■ **Given request**
Copy the material below verbatim, leaving out the picture.

Collected data
** Start **

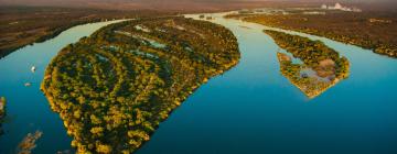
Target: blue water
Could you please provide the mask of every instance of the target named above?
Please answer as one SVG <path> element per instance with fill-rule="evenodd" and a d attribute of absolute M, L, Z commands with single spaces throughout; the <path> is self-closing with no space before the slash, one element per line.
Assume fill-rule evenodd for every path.
<path fill-rule="evenodd" d="M 239 64 L 189 97 L 138 154 L 397 153 L 397 59 L 296 33 L 320 38 L 351 63 L 347 79 L 308 99 L 279 73 L 279 47 L 261 32 L 269 28 L 221 15 L 214 14 L 213 22 L 237 36 Z M 71 148 L 61 119 L 39 90 L 40 81 L 62 46 L 104 24 L 71 29 L 0 59 L 0 96 L 9 101 L 1 154 L 12 153 L 18 142 L 35 130 L 44 134 L 34 153 Z M 30 73 L 31 65 L 37 66 L 35 74 Z M 24 87 L 26 81 L 32 81 L 32 87 Z"/>
<path fill-rule="evenodd" d="M 214 16 L 237 36 L 240 63 L 194 92 L 138 154 L 397 153 L 397 59 L 294 33 L 351 63 L 347 79 L 310 100 L 280 75 L 269 28 Z"/>
<path fill-rule="evenodd" d="M 37 147 L 33 153 L 54 154 L 71 150 L 72 139 L 66 135 L 60 116 L 50 109 L 49 102 L 40 91 L 47 64 L 67 44 L 88 36 L 111 22 L 100 22 L 72 28 L 55 38 L 36 43 L 15 51 L 0 59 L 0 96 L 7 98 L 7 122 L 2 125 L 6 133 L 0 136 L 0 154 L 13 154 L 18 144 L 28 133 L 42 131 Z M 35 66 L 35 73 L 31 67 Z M 31 82 L 31 87 L 25 87 Z"/>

** End **

■ **Response below**
Target: blue water
Could you please provide the mask of every instance of the target named above?
Please answer as one SVG <path> element per instance with fill-rule="evenodd" and a d attribute of absolute M, L, Z commands with single spaces throughout; the <path> is self-closing with no space before the slash, one element per line.
Assume fill-rule evenodd for every path.
<path fill-rule="evenodd" d="M 239 64 L 189 97 L 138 154 L 397 153 L 397 59 L 296 33 L 320 38 L 351 63 L 347 79 L 308 99 L 279 73 L 279 47 L 261 32 L 269 28 L 221 15 L 214 14 L 213 22 L 237 36 Z M 71 148 L 61 119 L 39 90 L 40 81 L 62 46 L 104 24 L 71 29 L 0 59 L 0 96 L 9 101 L 1 154 L 12 153 L 18 142 L 35 130 L 44 134 L 34 153 Z M 30 73 L 31 65 L 37 66 L 35 74 Z M 24 87 L 26 81 L 32 81 L 32 87 Z"/>
<path fill-rule="evenodd" d="M 214 16 L 237 36 L 240 63 L 194 92 L 138 154 L 397 153 L 397 59 L 294 33 L 351 63 L 347 79 L 310 100 L 280 75 L 269 28 Z"/>
<path fill-rule="evenodd" d="M 37 147 L 33 153 L 54 154 L 71 150 L 72 139 L 66 135 L 60 116 L 50 109 L 49 102 L 40 91 L 47 64 L 67 44 L 88 36 L 111 22 L 100 22 L 72 28 L 55 38 L 36 43 L 15 51 L 0 59 L 0 96 L 7 98 L 7 122 L 2 125 L 6 133 L 0 136 L 0 154 L 13 154 L 18 144 L 28 133 L 42 131 Z M 35 66 L 35 73 L 31 67 Z M 31 82 L 31 87 L 25 87 Z"/>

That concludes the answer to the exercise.